(Natural-language object grounding data)
____________________

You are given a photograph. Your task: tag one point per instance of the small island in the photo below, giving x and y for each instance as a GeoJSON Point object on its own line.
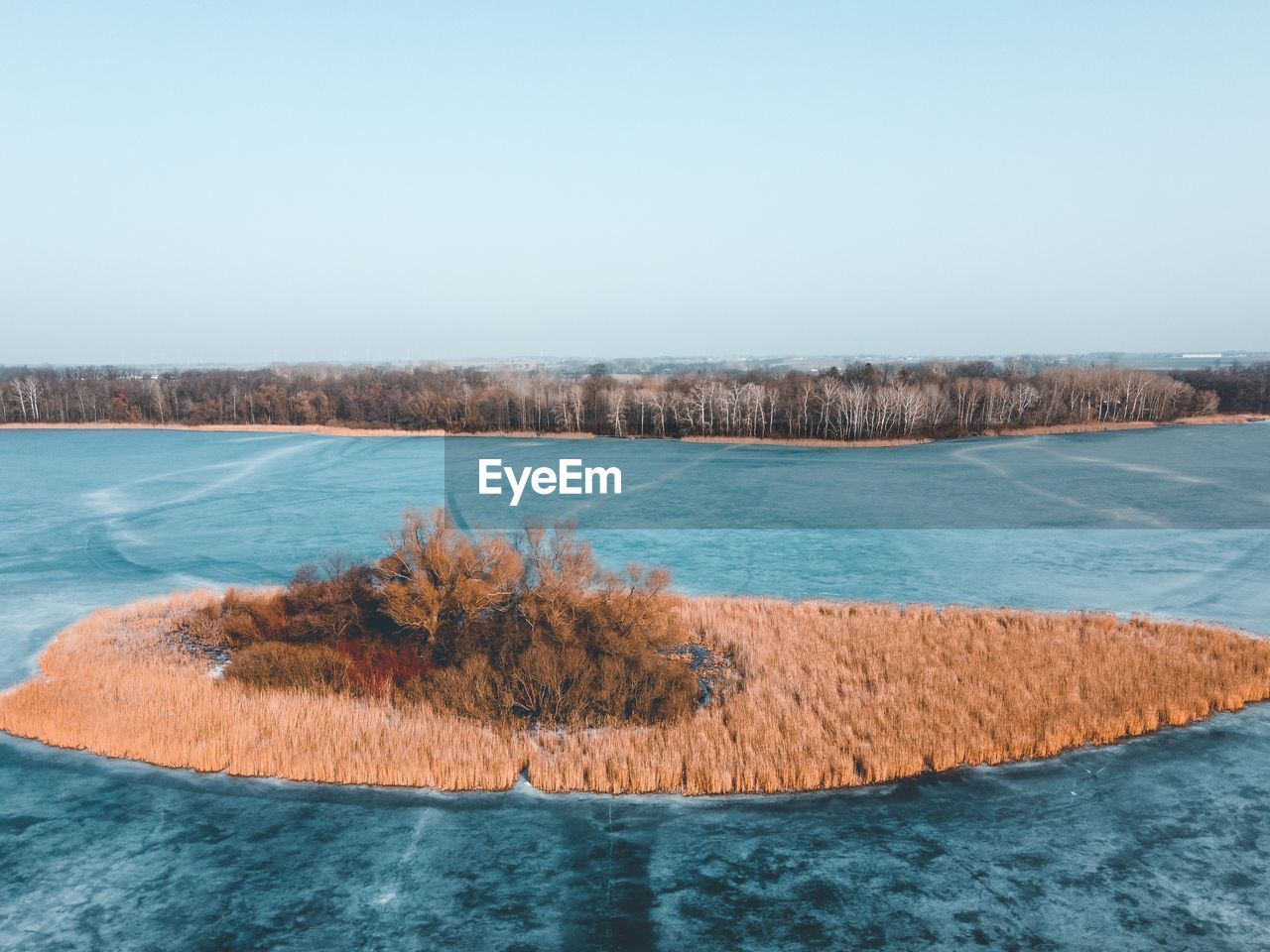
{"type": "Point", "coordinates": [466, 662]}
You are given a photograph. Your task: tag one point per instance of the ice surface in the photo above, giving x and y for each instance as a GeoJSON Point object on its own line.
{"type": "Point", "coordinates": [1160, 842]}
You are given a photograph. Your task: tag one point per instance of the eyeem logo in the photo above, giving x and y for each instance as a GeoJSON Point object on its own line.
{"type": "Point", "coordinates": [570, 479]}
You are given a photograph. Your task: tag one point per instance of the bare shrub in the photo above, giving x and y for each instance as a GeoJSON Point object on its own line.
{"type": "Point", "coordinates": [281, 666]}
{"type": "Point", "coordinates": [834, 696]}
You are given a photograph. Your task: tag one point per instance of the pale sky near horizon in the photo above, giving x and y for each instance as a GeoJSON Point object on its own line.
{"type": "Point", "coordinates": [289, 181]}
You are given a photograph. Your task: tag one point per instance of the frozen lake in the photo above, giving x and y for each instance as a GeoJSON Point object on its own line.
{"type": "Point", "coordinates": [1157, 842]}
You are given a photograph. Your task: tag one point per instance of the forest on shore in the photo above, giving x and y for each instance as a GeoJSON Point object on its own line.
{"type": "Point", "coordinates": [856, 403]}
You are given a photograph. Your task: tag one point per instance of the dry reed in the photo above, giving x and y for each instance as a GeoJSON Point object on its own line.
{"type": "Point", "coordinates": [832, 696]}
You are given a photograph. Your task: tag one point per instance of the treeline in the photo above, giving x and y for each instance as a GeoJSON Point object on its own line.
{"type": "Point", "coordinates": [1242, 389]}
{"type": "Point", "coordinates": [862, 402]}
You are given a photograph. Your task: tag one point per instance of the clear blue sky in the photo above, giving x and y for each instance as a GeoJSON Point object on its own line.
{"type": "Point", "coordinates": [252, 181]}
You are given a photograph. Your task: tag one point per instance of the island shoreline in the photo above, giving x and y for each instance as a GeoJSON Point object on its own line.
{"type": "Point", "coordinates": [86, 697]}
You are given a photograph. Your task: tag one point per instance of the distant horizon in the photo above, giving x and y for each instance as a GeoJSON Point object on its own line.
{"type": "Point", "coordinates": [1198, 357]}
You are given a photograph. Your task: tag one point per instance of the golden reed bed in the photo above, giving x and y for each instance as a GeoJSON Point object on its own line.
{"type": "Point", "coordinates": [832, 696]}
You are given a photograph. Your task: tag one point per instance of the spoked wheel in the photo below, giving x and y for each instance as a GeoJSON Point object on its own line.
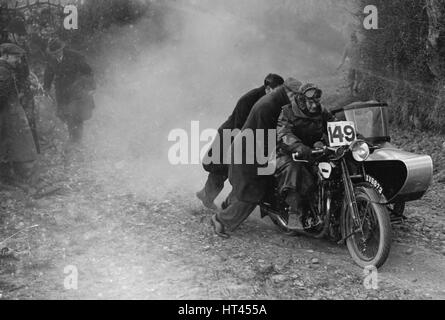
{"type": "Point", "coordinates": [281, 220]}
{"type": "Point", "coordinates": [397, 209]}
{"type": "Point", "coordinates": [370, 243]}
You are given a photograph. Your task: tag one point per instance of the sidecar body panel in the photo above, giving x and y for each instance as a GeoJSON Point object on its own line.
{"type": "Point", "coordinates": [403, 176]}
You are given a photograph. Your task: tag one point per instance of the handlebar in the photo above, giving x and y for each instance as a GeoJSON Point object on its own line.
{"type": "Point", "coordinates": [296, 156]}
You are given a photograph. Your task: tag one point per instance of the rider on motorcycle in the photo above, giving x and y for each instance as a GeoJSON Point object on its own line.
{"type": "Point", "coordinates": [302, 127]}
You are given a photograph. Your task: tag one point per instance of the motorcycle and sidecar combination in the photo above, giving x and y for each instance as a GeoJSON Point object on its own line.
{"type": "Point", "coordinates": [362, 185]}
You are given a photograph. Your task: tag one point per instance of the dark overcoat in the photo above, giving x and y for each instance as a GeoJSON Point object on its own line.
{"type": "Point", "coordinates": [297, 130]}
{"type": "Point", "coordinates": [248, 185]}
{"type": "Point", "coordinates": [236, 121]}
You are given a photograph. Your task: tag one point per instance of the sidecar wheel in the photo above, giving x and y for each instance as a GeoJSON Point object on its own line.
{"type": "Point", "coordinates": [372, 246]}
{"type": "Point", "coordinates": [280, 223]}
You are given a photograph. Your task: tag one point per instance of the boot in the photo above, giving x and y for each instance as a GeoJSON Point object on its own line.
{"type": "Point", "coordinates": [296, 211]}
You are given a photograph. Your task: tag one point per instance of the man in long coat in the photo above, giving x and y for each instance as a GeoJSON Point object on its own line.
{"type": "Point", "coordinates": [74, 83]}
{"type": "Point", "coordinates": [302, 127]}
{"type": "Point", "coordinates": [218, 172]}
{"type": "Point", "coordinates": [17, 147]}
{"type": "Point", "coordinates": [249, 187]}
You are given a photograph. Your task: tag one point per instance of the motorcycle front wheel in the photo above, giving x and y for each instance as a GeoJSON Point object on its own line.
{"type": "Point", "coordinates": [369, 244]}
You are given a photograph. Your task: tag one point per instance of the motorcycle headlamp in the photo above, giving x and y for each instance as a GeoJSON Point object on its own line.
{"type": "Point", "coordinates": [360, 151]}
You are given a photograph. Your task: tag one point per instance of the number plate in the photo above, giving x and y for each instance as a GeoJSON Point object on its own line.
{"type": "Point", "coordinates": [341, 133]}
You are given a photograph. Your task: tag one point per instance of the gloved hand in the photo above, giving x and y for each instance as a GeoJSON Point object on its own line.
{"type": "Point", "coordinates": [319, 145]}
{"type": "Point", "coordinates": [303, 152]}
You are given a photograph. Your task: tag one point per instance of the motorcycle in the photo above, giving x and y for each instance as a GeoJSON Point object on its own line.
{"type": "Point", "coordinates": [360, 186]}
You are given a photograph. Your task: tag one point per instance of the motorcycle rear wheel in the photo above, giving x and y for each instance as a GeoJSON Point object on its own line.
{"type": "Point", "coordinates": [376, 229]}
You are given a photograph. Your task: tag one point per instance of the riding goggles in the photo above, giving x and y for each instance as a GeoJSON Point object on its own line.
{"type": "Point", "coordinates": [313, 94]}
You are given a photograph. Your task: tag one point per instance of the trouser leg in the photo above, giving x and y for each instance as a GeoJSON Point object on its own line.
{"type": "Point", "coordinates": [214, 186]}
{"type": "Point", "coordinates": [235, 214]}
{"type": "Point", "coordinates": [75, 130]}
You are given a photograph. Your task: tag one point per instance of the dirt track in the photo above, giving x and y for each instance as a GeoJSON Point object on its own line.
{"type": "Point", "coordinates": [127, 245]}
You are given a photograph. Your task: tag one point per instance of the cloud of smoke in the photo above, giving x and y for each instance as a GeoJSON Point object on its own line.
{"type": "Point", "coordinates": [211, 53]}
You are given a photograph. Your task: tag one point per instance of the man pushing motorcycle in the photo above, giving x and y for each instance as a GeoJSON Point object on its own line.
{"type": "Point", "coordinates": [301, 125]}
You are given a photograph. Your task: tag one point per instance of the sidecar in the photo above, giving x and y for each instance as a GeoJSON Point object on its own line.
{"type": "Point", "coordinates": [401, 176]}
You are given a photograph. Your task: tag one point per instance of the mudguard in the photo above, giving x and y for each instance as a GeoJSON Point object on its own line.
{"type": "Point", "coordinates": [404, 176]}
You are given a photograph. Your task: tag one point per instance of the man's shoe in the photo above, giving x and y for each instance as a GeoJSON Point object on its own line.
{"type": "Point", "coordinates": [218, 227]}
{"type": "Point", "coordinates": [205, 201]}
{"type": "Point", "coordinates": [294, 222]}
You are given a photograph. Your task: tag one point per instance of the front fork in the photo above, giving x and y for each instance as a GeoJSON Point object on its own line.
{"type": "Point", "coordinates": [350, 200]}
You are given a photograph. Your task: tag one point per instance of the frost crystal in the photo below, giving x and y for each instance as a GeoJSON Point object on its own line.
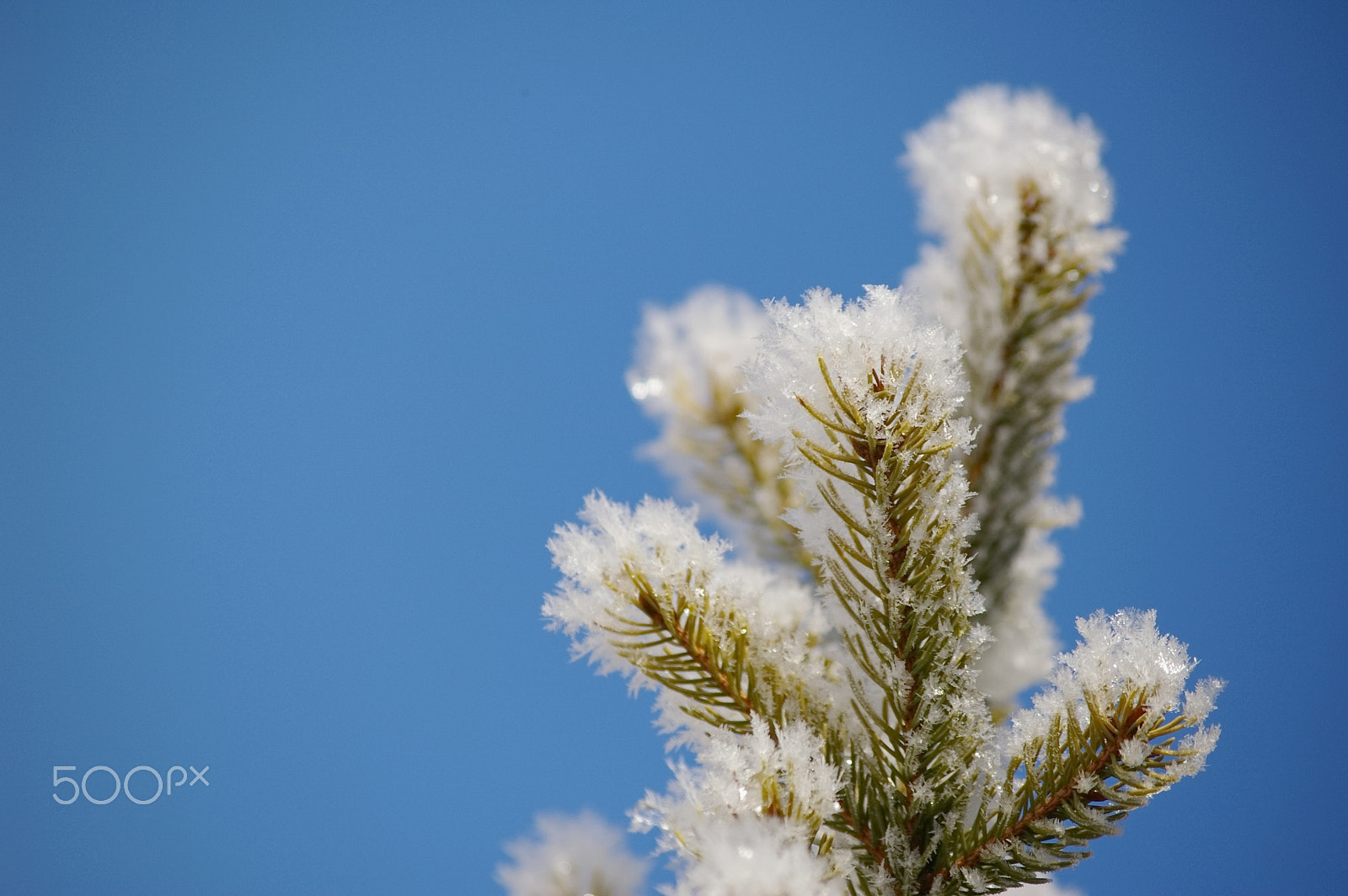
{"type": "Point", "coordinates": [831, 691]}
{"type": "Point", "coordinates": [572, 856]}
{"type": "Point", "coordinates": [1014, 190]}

____________________

What you will do: Word for word, repeat each line of the records, and leave every image out.

Response to this exercise:
You are given a photograph. Your task: tag one point per instance of the small island in the photo below, giving x and y for each instance as a GeoJSON Point object on its own line.
{"type": "Point", "coordinates": [466, 662]}
You are given a photograph. Your task: tag one point per instance of the ice surface in the photo above, giving x and y for each instance as a GeoJSON Point object on its own line.
{"type": "Point", "coordinates": [1160, 842]}
You are given a photograph. Your task: tag one point per instance of the eyeem logo in the photo above, giving x and y for each instance as a GeoJSON Point object on its own line.
{"type": "Point", "coordinates": [570, 479]}
You are given a photograph. Your task: tag one point per instance of the bare shrub in the photo above, giving x and y for each instance as a GeoJSON Point object on its own line.
{"type": "Point", "coordinates": [281, 666]}
{"type": "Point", "coordinates": [834, 696]}
You are given a photograph. Your task: tag one point per instance of the pale sky near horizon in the photo above, giving x and y for each instance as a GeoJSON Point object on its own line.
{"type": "Point", "coordinates": [289, 181]}
You are given a photograph. Your task: tag one point per instance of the frozen lake in the photo above, giving x and y for each instance as a GeoJSON Point object on its own line.
{"type": "Point", "coordinates": [1157, 842]}
You are given a photograph. Your task: tag one point per instance of the forest on shore in the photo above, giving x and y for each instance as a GeoJSON Point object on its own line.
{"type": "Point", "coordinates": [856, 403]}
You are given a photograph. Your task: tag one point per instance of the dry reed in the photo above, giving x and y for each instance as a GeoJSON Point object on its own line.
{"type": "Point", "coordinates": [832, 696]}
You are given a photograph. Your task: tag one point per instance of the treeline in the photo above, giving x and y for each instance as a GeoJSON Point object on its own line.
{"type": "Point", "coordinates": [1242, 389]}
{"type": "Point", "coordinates": [862, 402]}
You are given a photograph. Your task: tag one point per instance of the clear blue sky in the photo above, giving x and y for each instance as a GeoJSON Point object on its own line.
{"type": "Point", "coordinates": [252, 181]}
You are given a photograph. Your task: tag one point per instance of the island shoreline in the photo above, giving x and y for each instance as a GeoJSON Point object on its own line.
{"type": "Point", "coordinates": [86, 697]}
You are given a photograph. Your task: tag one point per instance of the distant horizon in the photo above, giving x and y for each instance as a GeoJSON Point object on its own line.
{"type": "Point", "coordinates": [1198, 357]}
You are given a photograph. Your task: tag one point per instance of the golden reed bed in the photo above, giving x and y for each instance as a GeoJSON Point object on its own line.
{"type": "Point", "coordinates": [832, 696]}
You are given a photograph. Your task: tag one point per instance of the spoked wheel in the photo below, giving x and y for each instance as a GeoJSON Point object on its own line.
{"type": "Point", "coordinates": [281, 220]}
{"type": "Point", "coordinates": [397, 209]}
{"type": "Point", "coordinates": [370, 243]}
You are given a photograph. Your task: tag one point per instance of the sidecar body panel in the photo above, giving x and y for each instance as a GeoJSON Point object on its own line.
{"type": "Point", "coordinates": [403, 176]}
You are given a photograph. Your task: tag one point per instance of the handlebar in the photo above, giving x and y for each instance as a GeoJSON Point object on its own line.
{"type": "Point", "coordinates": [296, 156]}
You are given a photograph. Your task: tag one point per instance of the rider on motorcycle in the photo above, giving x and y for each instance as a GeoJSON Point object on its own line.
{"type": "Point", "coordinates": [302, 127]}
You are given a photograph. Your task: tag one point per instance of the motorcycle and sidecar combination in the photo above, giving x and y for each instance as a GeoJSON Point object on its own line.
{"type": "Point", "coordinates": [362, 185]}
You are given a photograph. Your task: tag one point per instance of the dark overcoat in the photo above, giving x and y for each instance as a GeoJSON Point object on its own line.
{"type": "Point", "coordinates": [297, 130]}
{"type": "Point", "coordinates": [248, 185]}
{"type": "Point", "coordinates": [236, 121]}
You are given a photograph. Your task: tag one point per instance of the sidecar wheel in the photo above, giving x and y for each instance as a GeoJSON Point object on its own line.
{"type": "Point", "coordinates": [372, 246]}
{"type": "Point", "coordinates": [280, 223]}
You are given a photograph. Your task: tag one point per instance of the boot in the photo above, giving x and y for each instance as a GeoJSON Point object on its own line.
{"type": "Point", "coordinates": [296, 211]}
You are given a photograph. Your task: tag one point per instance of the man in long coat in the photo above, giving x and y for each instance as a GeoJSON Point object on its own line.
{"type": "Point", "coordinates": [74, 83]}
{"type": "Point", "coordinates": [302, 127]}
{"type": "Point", "coordinates": [218, 172]}
{"type": "Point", "coordinates": [17, 147]}
{"type": "Point", "coordinates": [249, 187]}
You are given a photograph. Your task: tag one point per instance of the motorcycle front wheel in the photo above, giving x and y for each instance as a GeoJSON Point object on its own line.
{"type": "Point", "coordinates": [369, 244]}
You are given a photograph. Your task: tag one point per instance of the motorcycle headlamp in the photo above, giving x and y for each instance as a GeoJSON Point object on its own line.
{"type": "Point", "coordinates": [360, 151]}
You are given a photograph. Your task: tag one point per instance of the number plate in the photo above, giving x and y for each instance as a GeoJSON Point object on its own line.
{"type": "Point", "coordinates": [341, 133]}
You are given a photograph. Your task: tag one point per instance of the gloved hand in the photo above, giving x and y for each instance as a GeoJSON Point object on its own line.
{"type": "Point", "coordinates": [319, 145]}
{"type": "Point", "coordinates": [303, 152]}
You are given a photograph. Your task: tag one point per instance of the motorcycle in the photo above, giving x and y for each instance as a GeoJSON Point object on its own line.
{"type": "Point", "coordinates": [360, 186]}
You are given a photograph. Your task: tag one point per instance of the motorcycle rear wheel in the photo above, giving x and y for each instance as a GeoJSON Point object on its own line.
{"type": "Point", "coordinates": [376, 229]}
You are given a photograph. Your task: tag one point per instance of the riding goggles in the photo above, giving x and y for each instance as a GeoJSON Point object on its own line.
{"type": "Point", "coordinates": [313, 94]}
You are given a photograph. Your task: tag one point per instance of the trouser leg in the photo above, giving x and y for each instance as a GeoJSON Point object on its own line.
{"type": "Point", "coordinates": [214, 186]}
{"type": "Point", "coordinates": [235, 214]}
{"type": "Point", "coordinates": [75, 130]}
You are given a photograph. Your task: tag one point per instance of the dirt track in the photo above, giving x and y for each instance as a GeoJSON Point object on its own line.
{"type": "Point", "coordinates": [127, 245]}
You are given a photograph. Your task: tag one point per instance of the cloud of smoke in the photo above, giving x and y for each instance as a GeoJSON Point object on its own line.
{"type": "Point", "coordinates": [211, 53]}
You are given a photograph. Your task: tag one point per instance of the man pushing motorcycle in the photo above, giving x and y for each instance as a GeoJSON Point object on its own line.
{"type": "Point", "coordinates": [301, 125]}
You are given a photograph. Your task: tag one point per instance of the sidecar in the photo above, giving x and y for each instance as a GeoJSON Point object on its own line.
{"type": "Point", "coordinates": [401, 176]}
You are given a photograph. Your task: tag one point per instance of the mudguard in the photo above, giving x and y for each instance as a GeoJSON Point object on its own line.
{"type": "Point", "coordinates": [404, 176]}
You are given a photograph. Your task: tag one point per instance of the man's shoe in the photo above, giving x and y for each instance as a GeoJSON Point object on its own line.
{"type": "Point", "coordinates": [218, 227]}
{"type": "Point", "coordinates": [205, 201]}
{"type": "Point", "coordinates": [294, 222]}
You are given a photograph. Your task: tag one point per instance of the front fork in the photo above, giving x and y for each instance as a GeoJSON Point object on its own line.
{"type": "Point", "coordinates": [350, 200]}
You are given a photograph. Your task: tag one point per instance of the frost crystal in the photo below, giving x and y for each instance as a GeoJSON Point object on its own line.
{"type": "Point", "coordinates": [831, 691]}
{"type": "Point", "coordinates": [572, 856]}
{"type": "Point", "coordinates": [1014, 190]}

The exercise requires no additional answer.